Vivian Nwakah and Temitope Awosika are the founders of Medsaf, a health tech startup connecting high quality and trusted drug manufacturers to the African medical industry. Medsaf aggregates hospitals and pharmacies and connects them with multinational and local drug manufacturers also aggregated on the platform, thereby making drug procurement safe and efficient.

The startup also negotiates fair and competitive prices on behalf of their customers, and provide a robust inventory management system that allows their clientele see real-time stock levels for their medications, receive order reminders and alerts, and access historical sales data for forecasting.

Both founders, Nwakah and Awosika have witnessed and experienced situations that made them decide setting up a platform like theirs was necessary; Nwakah lost a friend to fake malaria medication four years, and having worked in a hospital, Awosika has seen firsthand how difficult access to certain medications can be.

These issues prompted Nwakah to discuss with hospitals and pharmacies in Lagos and also reach out to drug manufacturers around the world to learn what the problem was. “I talked to hospitals and pharmacies across the Lagos area to understand what their challenges were, if any, around purchasing or procuring medication,” she told Ventureburn.

Vivian Nwakah

What she realized as a fundamental problem is what she termed a “disjointed chaotic supply chain issue”; while manufacturers struggle to get their medication to and across the country due to a lack of transparency and distribution, hospitals and pharmacies are working with too many wholesale distributors to get all the drugs they need.

“…This ends up making the procurement process more expensive than it ought to be. You see leakage everywhere, so there really isn’t a really standardised way to control for quality. You don’t know where that medication you purchased actually came from,” she said.

Temitope Awosika

So far, the platform has been well received and even demanded. As at the end of 2017, Medsaf was generating between $15 000 and $20 000 per month with over 300 pharmacies and hospitals signed up on the platform. However, there are expansion plans underway for within and beyond Africa as buyers all over the world are seeking a more transparent and cost-effective process of procuring drugs.

However, the startup has been financed mostly out of pocket and faces a major challenge with funding. According to Nwakah, additional funding is needed to improve the platform’s tech systems and onboard more clients. Dealing with fake drugs is a major issue in developing countries like Nigeria hence having a platform like Medsaf is quite commendable.

“We are basically saying here’s an absolutely new way to distribute your medication in a way that nobody is really doing in Nigeria. We will actually help improve some of the things you struggle with, like making sure that your medication is the right price and making sure that the medication is reaching the end consumer in the correct manner,” Nwakah said.

* Data shown *
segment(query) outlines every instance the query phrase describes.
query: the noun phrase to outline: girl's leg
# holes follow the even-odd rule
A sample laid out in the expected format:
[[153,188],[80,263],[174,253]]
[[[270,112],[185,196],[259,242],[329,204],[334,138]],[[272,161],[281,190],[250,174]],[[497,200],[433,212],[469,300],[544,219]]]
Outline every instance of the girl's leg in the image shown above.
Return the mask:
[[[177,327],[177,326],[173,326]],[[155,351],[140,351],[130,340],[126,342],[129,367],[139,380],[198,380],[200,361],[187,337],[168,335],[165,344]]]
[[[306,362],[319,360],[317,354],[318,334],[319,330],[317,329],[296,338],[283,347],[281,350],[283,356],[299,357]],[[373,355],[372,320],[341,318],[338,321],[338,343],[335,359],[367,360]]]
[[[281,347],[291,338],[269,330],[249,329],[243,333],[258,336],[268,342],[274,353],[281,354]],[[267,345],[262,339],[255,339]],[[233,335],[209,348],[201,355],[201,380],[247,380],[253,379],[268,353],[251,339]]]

* Problem requirements *
Repeat the Medsaf article word for word, everything from "The startup also" down to "data for forecasting.".

* Exercise result *
The startup also negotiates fair and competitive prices on behalf of their customers, and provide a robust inventory management system that allows their clientele see real-time stock levels for their medications, receive order reminders and alerts, and access historical sales data for forecasting.